*Material supplied:*
===
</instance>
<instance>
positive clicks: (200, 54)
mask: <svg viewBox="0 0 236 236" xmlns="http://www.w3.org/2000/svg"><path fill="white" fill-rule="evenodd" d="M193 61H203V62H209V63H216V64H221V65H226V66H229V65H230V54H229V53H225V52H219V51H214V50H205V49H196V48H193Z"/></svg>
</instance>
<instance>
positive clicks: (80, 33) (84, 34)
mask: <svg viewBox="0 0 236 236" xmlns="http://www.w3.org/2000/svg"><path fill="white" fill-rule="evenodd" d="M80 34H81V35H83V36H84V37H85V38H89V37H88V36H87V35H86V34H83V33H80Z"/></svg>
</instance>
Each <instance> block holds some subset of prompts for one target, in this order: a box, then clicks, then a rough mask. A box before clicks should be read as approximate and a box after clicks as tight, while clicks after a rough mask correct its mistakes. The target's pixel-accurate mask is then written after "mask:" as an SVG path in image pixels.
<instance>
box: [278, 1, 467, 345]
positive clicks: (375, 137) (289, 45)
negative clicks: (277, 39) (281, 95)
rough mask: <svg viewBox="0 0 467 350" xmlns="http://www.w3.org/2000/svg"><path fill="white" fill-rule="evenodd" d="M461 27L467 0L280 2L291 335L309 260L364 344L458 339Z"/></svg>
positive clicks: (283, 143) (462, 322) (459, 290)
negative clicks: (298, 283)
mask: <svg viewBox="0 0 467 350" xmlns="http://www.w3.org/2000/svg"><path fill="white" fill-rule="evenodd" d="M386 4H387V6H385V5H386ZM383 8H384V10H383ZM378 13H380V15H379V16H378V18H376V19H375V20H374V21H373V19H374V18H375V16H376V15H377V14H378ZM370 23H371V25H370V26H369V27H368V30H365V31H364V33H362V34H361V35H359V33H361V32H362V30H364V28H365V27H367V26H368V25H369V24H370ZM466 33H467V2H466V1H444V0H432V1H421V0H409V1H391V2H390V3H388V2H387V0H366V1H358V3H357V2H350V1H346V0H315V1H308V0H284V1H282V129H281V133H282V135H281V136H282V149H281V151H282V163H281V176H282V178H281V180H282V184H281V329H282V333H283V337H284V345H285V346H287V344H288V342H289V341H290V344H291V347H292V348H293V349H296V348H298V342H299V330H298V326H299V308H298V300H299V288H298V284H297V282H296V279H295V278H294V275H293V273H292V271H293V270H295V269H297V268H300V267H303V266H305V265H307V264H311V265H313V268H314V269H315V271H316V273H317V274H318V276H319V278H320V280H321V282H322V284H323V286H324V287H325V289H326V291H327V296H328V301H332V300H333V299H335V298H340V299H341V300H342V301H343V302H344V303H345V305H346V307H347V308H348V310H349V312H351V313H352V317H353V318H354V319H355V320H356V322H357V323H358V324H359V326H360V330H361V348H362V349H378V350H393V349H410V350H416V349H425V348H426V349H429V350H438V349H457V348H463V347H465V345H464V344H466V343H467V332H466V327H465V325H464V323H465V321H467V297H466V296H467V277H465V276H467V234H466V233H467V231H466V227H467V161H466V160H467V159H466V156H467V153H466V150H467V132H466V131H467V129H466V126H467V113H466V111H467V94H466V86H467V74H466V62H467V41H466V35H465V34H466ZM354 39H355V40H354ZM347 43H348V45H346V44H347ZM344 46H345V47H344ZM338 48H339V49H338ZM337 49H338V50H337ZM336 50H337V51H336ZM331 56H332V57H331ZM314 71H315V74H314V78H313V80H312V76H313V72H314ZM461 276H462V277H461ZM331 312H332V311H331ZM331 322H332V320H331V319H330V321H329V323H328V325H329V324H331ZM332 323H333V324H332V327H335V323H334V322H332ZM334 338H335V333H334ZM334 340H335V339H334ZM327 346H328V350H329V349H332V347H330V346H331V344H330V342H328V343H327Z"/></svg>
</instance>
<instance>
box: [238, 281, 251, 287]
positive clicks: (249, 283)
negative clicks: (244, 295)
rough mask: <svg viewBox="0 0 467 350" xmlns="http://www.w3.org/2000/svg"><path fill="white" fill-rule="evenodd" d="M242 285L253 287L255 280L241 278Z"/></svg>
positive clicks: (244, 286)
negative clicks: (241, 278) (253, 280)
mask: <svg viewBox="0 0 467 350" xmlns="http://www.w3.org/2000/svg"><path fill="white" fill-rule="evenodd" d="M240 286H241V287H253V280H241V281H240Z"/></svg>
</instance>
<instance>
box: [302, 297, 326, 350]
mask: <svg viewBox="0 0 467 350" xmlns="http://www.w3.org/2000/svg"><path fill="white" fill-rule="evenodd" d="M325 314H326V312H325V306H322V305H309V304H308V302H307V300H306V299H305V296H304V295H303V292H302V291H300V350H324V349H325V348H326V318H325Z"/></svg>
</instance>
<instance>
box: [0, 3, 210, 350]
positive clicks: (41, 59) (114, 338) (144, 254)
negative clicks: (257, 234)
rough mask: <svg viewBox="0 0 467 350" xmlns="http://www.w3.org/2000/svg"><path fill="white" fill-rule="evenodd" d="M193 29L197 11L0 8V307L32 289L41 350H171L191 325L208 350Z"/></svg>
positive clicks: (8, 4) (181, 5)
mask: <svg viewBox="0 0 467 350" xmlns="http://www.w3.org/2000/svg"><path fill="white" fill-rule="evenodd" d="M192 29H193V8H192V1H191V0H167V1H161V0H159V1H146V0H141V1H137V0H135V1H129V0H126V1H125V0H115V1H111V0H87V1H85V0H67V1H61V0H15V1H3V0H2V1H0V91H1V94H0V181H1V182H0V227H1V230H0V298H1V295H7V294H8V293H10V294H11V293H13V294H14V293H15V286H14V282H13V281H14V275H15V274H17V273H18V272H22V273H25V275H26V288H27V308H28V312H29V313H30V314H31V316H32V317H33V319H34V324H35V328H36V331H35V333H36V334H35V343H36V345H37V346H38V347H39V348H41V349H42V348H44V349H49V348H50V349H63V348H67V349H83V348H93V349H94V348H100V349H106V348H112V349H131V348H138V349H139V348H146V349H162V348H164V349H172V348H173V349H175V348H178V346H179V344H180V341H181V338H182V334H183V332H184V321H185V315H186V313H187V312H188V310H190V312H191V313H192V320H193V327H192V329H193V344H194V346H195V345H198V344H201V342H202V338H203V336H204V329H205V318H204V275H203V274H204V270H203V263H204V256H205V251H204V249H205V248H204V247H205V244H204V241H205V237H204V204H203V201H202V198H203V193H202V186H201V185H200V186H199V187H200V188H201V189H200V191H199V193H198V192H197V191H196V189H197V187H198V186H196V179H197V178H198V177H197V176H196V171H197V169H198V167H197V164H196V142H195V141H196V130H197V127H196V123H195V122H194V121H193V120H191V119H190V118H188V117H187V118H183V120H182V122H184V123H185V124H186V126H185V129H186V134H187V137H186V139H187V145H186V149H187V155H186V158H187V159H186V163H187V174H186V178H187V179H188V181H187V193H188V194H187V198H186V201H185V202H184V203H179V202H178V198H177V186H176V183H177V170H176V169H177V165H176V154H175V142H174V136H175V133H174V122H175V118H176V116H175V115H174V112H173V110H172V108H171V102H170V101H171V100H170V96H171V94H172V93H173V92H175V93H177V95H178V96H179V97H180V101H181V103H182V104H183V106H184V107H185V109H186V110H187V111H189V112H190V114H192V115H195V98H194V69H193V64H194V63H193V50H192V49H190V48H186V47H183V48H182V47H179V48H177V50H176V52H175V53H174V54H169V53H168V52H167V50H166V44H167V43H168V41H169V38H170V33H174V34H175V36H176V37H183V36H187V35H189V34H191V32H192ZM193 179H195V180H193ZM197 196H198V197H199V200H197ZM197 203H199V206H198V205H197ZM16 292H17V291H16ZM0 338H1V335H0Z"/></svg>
===
*Exercise details:* Reproduce all of the entries above word for word, changing and leaving out nothing.

*Answer space:*
</instance>
<instance>
positive clicks: (200, 54)
mask: <svg viewBox="0 0 236 236" xmlns="http://www.w3.org/2000/svg"><path fill="white" fill-rule="evenodd" d="M193 61H203V62H209V63H216V64H221V65H226V66H229V65H230V54H229V53H225V52H219V51H214V50H205V49H196V48H193Z"/></svg>
</instance>
<instance>
positive clicks: (80, 33) (84, 34)
mask: <svg viewBox="0 0 236 236" xmlns="http://www.w3.org/2000/svg"><path fill="white" fill-rule="evenodd" d="M80 34H81V35H83V36H84V37H85V38H89V37H88V36H87V35H86V34H83V33H80Z"/></svg>
</instance>
Each <instance> block holds some subset of prompts for one target, in this order: a box, then clicks, then a rough mask. A box before clicks should be read as approximate and a box after clicks as tight, while clicks after a rough mask correct its mistakes. The target's pixel-accurate mask is then written after "mask:" as an SVG path in image pixels.
<instance>
box: [278, 1, 467, 345]
positive clicks: (375, 137) (289, 45)
negative clicks: (277, 39) (281, 95)
rough mask: <svg viewBox="0 0 467 350" xmlns="http://www.w3.org/2000/svg"><path fill="white" fill-rule="evenodd" d="M461 27L467 0L280 2L291 335L309 260L364 344L458 339Z"/></svg>
positive clicks: (283, 143) (462, 322) (459, 290)
negative clicks: (298, 283)
mask: <svg viewBox="0 0 467 350" xmlns="http://www.w3.org/2000/svg"><path fill="white" fill-rule="evenodd" d="M386 4H387V6H385V5H386ZM383 8H384V10H383ZM378 13H380V15H379V16H378V18H376V19H375V20H374V21H373V19H374V18H375V16H376V15H377V14H378ZM370 23H371V25H370V26H369V27H368V30H365V31H364V33H362V34H361V35H359V33H361V32H362V30H364V28H365V27H367V26H368V25H369V24H370ZM466 33H467V2H466V1H444V0H432V1H421V0H409V1H391V2H390V3H388V2H387V0H366V1H358V3H357V2H350V1H346V0H315V1H308V0H284V1H282V129H281V133H282V135H281V136H282V149H281V151H282V163H281V176H282V178H281V180H282V184H281V329H282V333H283V337H284V345H285V346H287V344H288V342H289V341H290V344H291V347H292V348H293V349H296V348H298V342H299V330H298V326H299V308H298V300H299V288H298V284H297V282H296V279H295V278H294V275H293V273H292V271H293V270H295V269H297V268H300V267H303V266H305V265H307V264H311V265H313V268H314V269H315V271H316V273H317V274H318V276H319V278H320V280H321V282H322V284H323V286H324V287H325V289H326V291H327V296H328V301H332V300H333V299H335V298H340V299H341V300H342V301H343V302H344V303H345V305H346V307H347V308H348V310H349V312H351V313H352V317H353V318H354V319H355V320H356V322H357V323H358V324H359V326H360V330H361V348H362V349H378V350H393V349H410V350H416V349H425V348H426V349H429V350H438V349H457V348H463V347H465V345H464V344H466V343H467V332H466V327H465V325H464V323H465V321H467V297H466V296H467V277H465V276H467V234H466V233H467V231H466V227H467V161H466V160H467V159H466V156H467V153H466V150H467V132H466V131H467V129H466V126H467V113H466V111H467V94H466V86H467V74H466V62H467V41H466V35H465V34H466ZM354 39H355V40H354ZM347 43H348V45H346V44H347ZM344 46H345V47H344ZM338 48H339V49H338ZM337 49H338V50H337ZM336 50H337V51H336ZM331 56H332V57H331ZM314 71H315V74H314V78H313V80H312V76H313V72H314ZM461 276H462V277H461ZM331 312H332V311H331ZM331 322H332V320H331V319H330V321H329V323H328V325H329V324H331ZM332 323H333V324H332V327H335V323H334V322H332ZM334 338H335V333H334ZM334 340H335V339H334ZM327 346H328V350H329V349H332V347H330V346H331V344H330V342H328V343H327Z"/></svg>
</instance>
<instance>
box: [238, 281, 251, 287]
positive clicks: (249, 283)
negative clicks: (244, 295)
rough mask: <svg viewBox="0 0 467 350" xmlns="http://www.w3.org/2000/svg"><path fill="white" fill-rule="evenodd" d="M242 285L253 287L255 280L241 278Z"/></svg>
positive clicks: (244, 286)
negative clicks: (241, 278) (253, 280)
mask: <svg viewBox="0 0 467 350" xmlns="http://www.w3.org/2000/svg"><path fill="white" fill-rule="evenodd" d="M240 286H241V287H253V280H241V281H240Z"/></svg>
</instance>
<instance>
box: [302, 297, 326, 350]
mask: <svg viewBox="0 0 467 350" xmlns="http://www.w3.org/2000/svg"><path fill="white" fill-rule="evenodd" d="M325 314H326V312H325V306H322V305H309V304H308V302H307V300H306V299H305V296H304V295H303V292H302V291H300V350H324V349H325V348H326V318H325Z"/></svg>
</instance>
<instance>
box: [0, 3, 210, 350]
positive clicks: (41, 59) (114, 338) (144, 254)
negative clicks: (257, 234)
rough mask: <svg viewBox="0 0 467 350" xmlns="http://www.w3.org/2000/svg"><path fill="white" fill-rule="evenodd" d="M193 29L197 11L0 8V307L32 289L41 350H171L191 325L208 350Z"/></svg>
positive clicks: (8, 4) (181, 5)
mask: <svg viewBox="0 0 467 350" xmlns="http://www.w3.org/2000/svg"><path fill="white" fill-rule="evenodd" d="M192 29H193V8H192V1H191V0H167V1H161V0H159V1H146V0H141V1H137V0H135V1H129V0H126V1H125V0H115V1H111V0H87V1H85V0H67V1H61V0H15V1H3V0H2V1H0V91H1V94H0V181H1V182H0V227H1V230H0V298H1V295H7V294H8V293H10V294H11V293H13V294H14V293H15V286H14V282H13V281H14V275H15V274H17V273H18V272H22V273H25V275H26V288H27V308H28V312H29V313H30V314H31V316H32V317H33V319H34V324H35V328H36V331H35V333H36V334H35V343H36V345H37V346H38V347H39V348H41V349H42V348H44V349H49V348H50V349H63V348H67V349H83V348H93V349H94V348H100V349H106V348H112V349H131V348H138V349H139V348H146V349H162V348H164V349H172V348H173V349H175V348H178V346H179V344H180V341H181V338H182V334H183V332H184V321H185V315H186V313H187V312H188V310H190V312H191V313H192V320H193V327H192V329H193V344H194V346H195V345H198V344H201V342H202V338H203V336H204V329H205V318H204V275H203V274H204V270H203V263H204V256H205V251H204V249H205V248H204V247H205V244H204V241H205V237H204V204H203V201H202V198H203V193H202V186H201V185H200V186H199V187H200V188H201V189H200V191H199V193H198V192H197V191H196V189H197V187H198V186H196V179H197V178H198V177H197V176H196V171H197V169H198V167H197V164H196V142H195V141H196V130H197V127H196V123H195V122H194V121H193V120H191V119H190V118H188V117H187V118H183V120H182V122H184V123H185V124H186V126H185V129H186V134H187V137H186V139H187V145H186V149H187V155H186V158H187V159H186V163H187V174H186V178H187V179H188V181H187V193H188V194H187V198H186V201H185V202H184V203H179V202H178V198H177V186H176V183H177V170H176V169H177V165H176V154H175V142H174V136H175V133H174V122H175V118H176V116H175V115H174V112H173V110H172V108H171V102H170V101H171V100H170V96H171V94H172V93H173V92H175V93H177V95H178V96H179V97H180V101H181V103H182V104H183V106H184V107H185V109H186V110H187V111H189V112H190V114H192V115H195V98H194V69H193V64H194V63H193V50H192V49H190V48H186V47H183V48H182V47H179V48H177V50H176V52H175V53H174V54H169V53H168V52H167V50H166V44H167V43H168V41H169V38H170V33H174V34H175V36H176V37H183V36H187V35H189V34H191V32H192ZM193 179H195V180H193ZM197 196H198V197H199V200H197ZM197 203H199V206H198V205H197ZM16 292H17V291H16ZM0 338H1V335H0Z"/></svg>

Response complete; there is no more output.